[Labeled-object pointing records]
===============
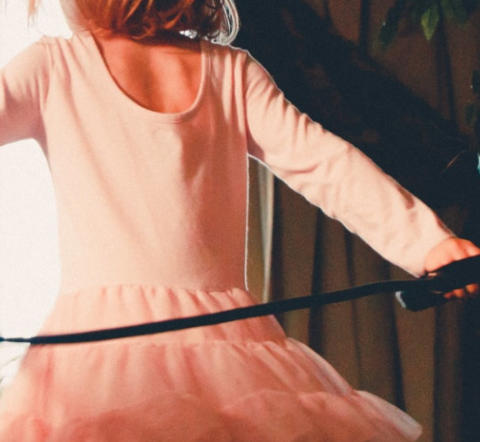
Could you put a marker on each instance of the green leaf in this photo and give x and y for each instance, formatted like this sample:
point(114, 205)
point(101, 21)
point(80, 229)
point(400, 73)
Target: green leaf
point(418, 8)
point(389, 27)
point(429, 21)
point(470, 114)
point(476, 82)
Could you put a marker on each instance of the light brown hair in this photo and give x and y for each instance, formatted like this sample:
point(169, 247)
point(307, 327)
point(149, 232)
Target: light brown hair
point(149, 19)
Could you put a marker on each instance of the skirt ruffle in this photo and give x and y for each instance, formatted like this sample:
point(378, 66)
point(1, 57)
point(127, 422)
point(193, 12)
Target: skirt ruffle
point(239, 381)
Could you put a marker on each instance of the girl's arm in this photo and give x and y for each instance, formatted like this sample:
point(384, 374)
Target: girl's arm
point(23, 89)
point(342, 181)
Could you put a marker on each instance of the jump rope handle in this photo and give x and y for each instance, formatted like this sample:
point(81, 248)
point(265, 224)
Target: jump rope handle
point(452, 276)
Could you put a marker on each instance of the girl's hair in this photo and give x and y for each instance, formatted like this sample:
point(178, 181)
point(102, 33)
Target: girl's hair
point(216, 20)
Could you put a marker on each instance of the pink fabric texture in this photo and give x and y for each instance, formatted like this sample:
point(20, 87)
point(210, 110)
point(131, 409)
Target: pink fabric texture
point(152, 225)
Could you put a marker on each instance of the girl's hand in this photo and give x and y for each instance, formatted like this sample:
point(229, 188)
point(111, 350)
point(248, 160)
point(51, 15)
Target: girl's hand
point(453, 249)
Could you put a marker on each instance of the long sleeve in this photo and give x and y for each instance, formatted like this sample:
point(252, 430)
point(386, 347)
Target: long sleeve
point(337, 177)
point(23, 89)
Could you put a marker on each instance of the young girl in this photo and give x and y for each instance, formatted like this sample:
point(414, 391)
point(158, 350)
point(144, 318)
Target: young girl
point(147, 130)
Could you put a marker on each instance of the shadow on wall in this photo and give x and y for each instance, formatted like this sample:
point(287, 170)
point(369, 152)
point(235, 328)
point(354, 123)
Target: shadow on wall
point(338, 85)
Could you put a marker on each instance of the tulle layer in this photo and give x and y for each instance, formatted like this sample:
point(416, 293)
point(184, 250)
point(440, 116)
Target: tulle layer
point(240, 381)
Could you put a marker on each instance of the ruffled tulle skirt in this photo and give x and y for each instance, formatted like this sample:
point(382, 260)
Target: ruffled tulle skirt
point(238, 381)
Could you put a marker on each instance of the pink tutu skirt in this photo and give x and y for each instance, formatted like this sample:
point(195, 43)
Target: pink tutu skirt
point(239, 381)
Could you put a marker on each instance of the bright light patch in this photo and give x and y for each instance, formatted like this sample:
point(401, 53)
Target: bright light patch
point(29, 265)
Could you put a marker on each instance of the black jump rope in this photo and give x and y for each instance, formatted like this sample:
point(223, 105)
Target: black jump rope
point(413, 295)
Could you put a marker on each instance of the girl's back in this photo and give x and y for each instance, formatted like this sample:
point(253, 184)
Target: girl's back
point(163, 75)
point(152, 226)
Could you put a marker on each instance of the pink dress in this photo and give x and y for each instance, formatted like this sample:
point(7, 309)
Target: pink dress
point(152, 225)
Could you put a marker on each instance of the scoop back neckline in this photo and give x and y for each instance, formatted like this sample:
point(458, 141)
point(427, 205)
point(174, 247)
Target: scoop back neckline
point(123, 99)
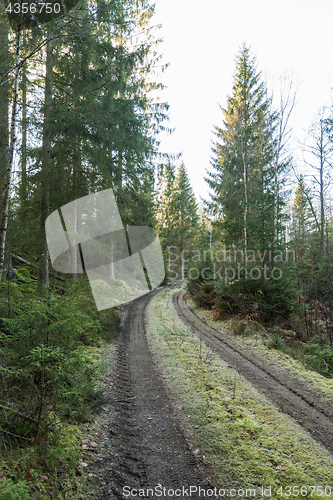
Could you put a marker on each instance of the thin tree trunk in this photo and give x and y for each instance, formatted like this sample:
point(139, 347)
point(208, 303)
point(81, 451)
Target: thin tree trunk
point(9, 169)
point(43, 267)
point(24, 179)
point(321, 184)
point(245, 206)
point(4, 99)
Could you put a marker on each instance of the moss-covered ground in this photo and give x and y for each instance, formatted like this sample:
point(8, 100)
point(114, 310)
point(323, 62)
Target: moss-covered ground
===============
EXERCISE TASK
Copy all of the records above word for word, omitting the pictures.

SOLUTION BELOW
Could you put a marker on each instance of the green leaf in this photo and give x and y for each instance, formatted like this sample:
point(114, 205)
point(101, 21)
point(80, 229)
point(400, 73)
Target: green leaf
point(418, 8)
point(389, 27)
point(429, 21)
point(470, 114)
point(476, 82)
Could you put a marker on each instance of the light brown hair in this photo and give x and y for each instance, formatted like this sample:
point(169, 247)
point(307, 327)
point(149, 232)
Target: light brown hair
point(149, 19)
Could you put a marker on each instance of the skirt ruffle in this photo and give x and y for each instance, formatted like this sample:
point(378, 66)
point(1, 57)
point(127, 422)
point(193, 12)
Target: skirt ruffle
point(239, 381)
Could you put a marker on each instance of the girl's arm in this photo and give x and y for each instance, formatted like this sample:
point(384, 374)
Target: girl's arm
point(23, 89)
point(342, 181)
Could you put a marker on each instance of the jump rope handle in this photo and give x and y for each instance, formatted like this sample:
point(81, 248)
point(265, 224)
Target: jump rope handle
point(452, 276)
Could you put a marker on each instance of the girl's hair in this photo and give x and y for each instance, formatted like this sample:
point(178, 181)
point(102, 33)
Target: girl's hair
point(216, 20)
Could you put a marker on each instance of the pink fabric texture in this photo and give x and y for each instance, formatted like this sample:
point(20, 87)
point(210, 110)
point(131, 409)
Target: pink fabric texture
point(152, 225)
Could you put a marker on each instance of the girl's hand in this photo and give x and y for each instance, formatted like this sample:
point(229, 188)
point(111, 350)
point(248, 160)
point(51, 15)
Target: girl's hand
point(453, 249)
Could you put a marker on each instance of the long sleeve in this photo and give x and y for each instance, formatted like this sample:
point(252, 430)
point(386, 347)
Target: long sleeve
point(337, 177)
point(23, 89)
Could you put a marker on each instance of the young girl in this photo and give x and y for each instance, formatted like this sample:
point(414, 391)
point(158, 350)
point(144, 318)
Target: young girl
point(147, 130)
Could you put a marker on each instance of the shadow on wall in this photo and give x and y for each instance, formatted like this sample:
point(287, 170)
point(369, 152)
point(235, 328)
point(354, 123)
Target: shadow on wall
point(338, 85)
Could you put a marker on each instance of the tulle layer in this photo and give x and y for each instance, formatted like this sample:
point(416, 293)
point(184, 250)
point(440, 116)
Target: tulle layer
point(240, 381)
Could you put a marker on each instance of the ruffled tulle skirt in this photo and give x and y for each instance, formatted like this sample:
point(382, 260)
Target: ruffled tulle skirt
point(238, 381)
Could you put a marker on each instance of the pink tutu skirt in this photo and give x and y for each instance, formatted like this sample:
point(195, 43)
Target: pink tutu skirt
point(239, 381)
Could you put a marker on each instance of the bright light patch in this photo and give x and y for each instance, formatted like this sample:
point(401, 53)
Target: bright light patch
point(29, 265)
Could you put a marker on each instance of the black jump rope in this photo and give x and y for each instance, formatted like this sample:
point(223, 105)
Target: black jump rope
point(413, 295)
Could you put a marker on each instance of the girl's back in this photo and give x and y for each instance, formatted like this sample:
point(253, 184)
Target: girl's back
point(163, 75)
point(152, 226)
Could you put a marker on each instance of the pink dress in this photo and give x and y for each instance, formatted like this sample:
point(7, 309)
Target: pink dress
point(152, 225)
Could you put a marker on each instance of the scoop back neckline in this photo and give x and y for each instance, formatted like this sample:
point(458, 141)
point(427, 205)
point(174, 247)
Target: scoop back neckline
point(123, 99)
Could you put a marker on each instance of the thin tree trunk in this photo and give x and y for each instance, formatted like this sample:
point(139, 347)
point(208, 303)
point(81, 451)
Target: thin tree trunk
point(9, 169)
point(43, 267)
point(24, 179)
point(321, 184)
point(245, 206)
point(4, 99)
Could you put a marker on each instance of the moss-covered ground in this photo and give x and y for each instance, formatted like this sample:
point(8, 100)
point(114, 310)
point(323, 62)
Target: moss-covered ground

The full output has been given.